# Tâche courte 1:
Recopiez le passage du texte sur la politique linguistique qui commence par « C’est évidemment à » et se termine par « pour deux raisons. ».
# Tâche courte 2:
Poursuivez le texte sur la politique linguistique à partir de sa dernière phrase.

# Texte source:

Ces situations sont évidemment très dommageables pour ceux qui les vivent : perte d’argent, de temps, de confiance en soi, risques physiques même. Multipliées, elles portent aussi préjudice à l’ensemble de la société.

De telles mésaventures sont fréquentes, au point d’être banales. Mais constituent-elles une fatalité ? Ne peut-on faire quelque chose pour les prévenir ? Sans doute. Par exemple former ceux qui rédigent des textes techniques, administratifs ou commerciaux pour qu’ils soient compréhensibles par le public auquel ils s’adressent ; obliger les fabricants à étiqueter et vendre leurs produits dans la langue du client ; promouvoir des méthodes rapides d’acquisition des langues…

C’est évidemment à la collectivité de prendre toutes ces mesures en charge. Exactement de la même manière qu’elle s’occupe de l’hygiène sur les lieux de travail ou de la sécurisation des passages à niveau. Autrement dit, ces mesures relèvent du politique.

Or quel est le point commun entre toutes ces petites infortunes ? C’est la langue. Il y a donc place dans nos sociétés pour une politique de la langue, à côté d’une politique de la santé, d’une politique du travail, d’une politique de l’environnement ou d’une politique culturelle. Mais cette politique linguistique reste une inconnue et cela pour deux raisons.

2. La politique linguistique, cette malconnue

Que la langue soit un facteur d’inclusion ou d’exclusion est évident pour les intervenants de terrain, qu’ils soient travailleurs sociaux, animateurs culturels ou écrivains publics. Mais le paradoxe veut que la dimension proprement langagière de l’inclusion ne soit en général que rarement prise en compte dans les politiques sociales. Nous touchons ici à une des caractéristiques majeures de la structure de l’imaginaire linguistique : l’élimination du sujet social.

# Données fournies:
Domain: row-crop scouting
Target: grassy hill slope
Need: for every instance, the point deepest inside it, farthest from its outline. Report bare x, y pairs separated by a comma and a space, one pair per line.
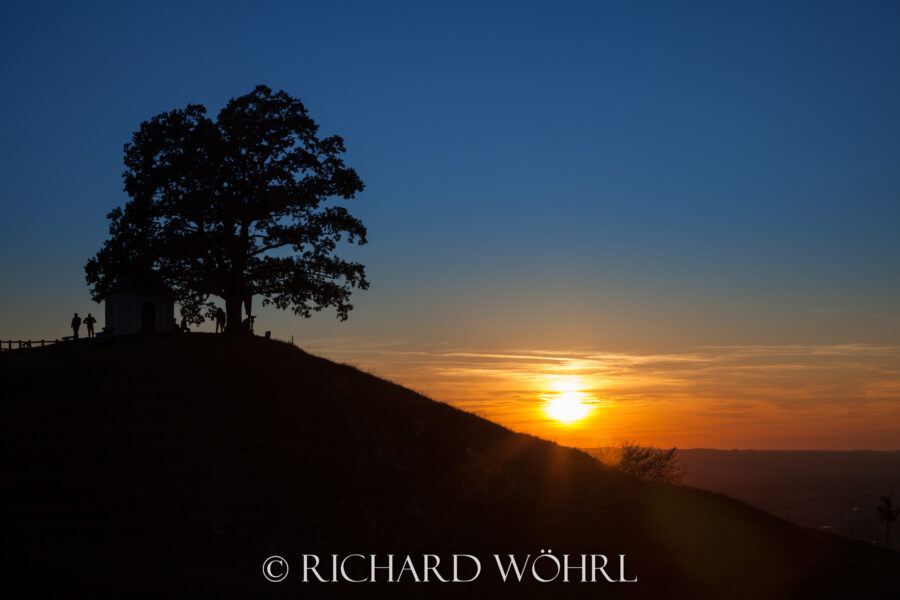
174, 465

# Bonne réponse 1:
C’est évidemment à la collectivité de prendre toutes ces mesures en charge. Exactement de la même manière qu’elle s’occupe de l’hygiène sur les lieux de travail ou de la sécurisation des passages à niveau. Autrement dit, ces mesures relèvent du politique.

Or quel est le point commun entre toutes ces petites infortunes ? C’est la langue. Il y a donc place dans nos sociétés pour une politique de la langue, à côté d’une politique de la santé, d’une politique du travail, d’une politique de l’environnement ou d’une politique culturelle. Mais cette politique linguistique reste une inconnue et cela pour deux raisons.

# Bonne réponse 2:
2.1. Un fait social nécessairement dépolitisé

La langue est en effet fréquemment vue comme un en-soi, coupée de ses déterminations, comme une essence et non comme un objet contingent. De sorte qu’on la considère dans son unité, et non dans sa diversité (on dit LE français, alors que toute langue est plurielle) ; dans sa spécificité (le français, l’allemand…) et non dans sa généricité (la langue). De sorte aussi qu’on l’oppose nécessairement à ses usagers. Car pour le discours essentialiste, défendre la langue, c’est d’abord la mettre à l’abri de ceux qui y touchent et qui, intervenant fatalement sur elle par le fait même qu’ils en usent, ne peuvent que la dégrader.

Note de bas de page 3 :

On a pu établir que la conception de la langue défendue par Saussure avait subi l’influence de Durkheim. Cfr Witold Dorozewski, « Quelques remarques sur les rapports de la sociologie et de la linguistique : Durkheim et F. de Saussure », Journal de psychologie normale et pathologique, n° 30, pp. 82-91, 1933 ; voir aussi mon article « Sémiotique et sociologie » dans Amir Biglari (éd., avec la coll. de Nathalie Roelens), La sémiotique en interface, Paris, Kimé, 2018, pp. 69-98.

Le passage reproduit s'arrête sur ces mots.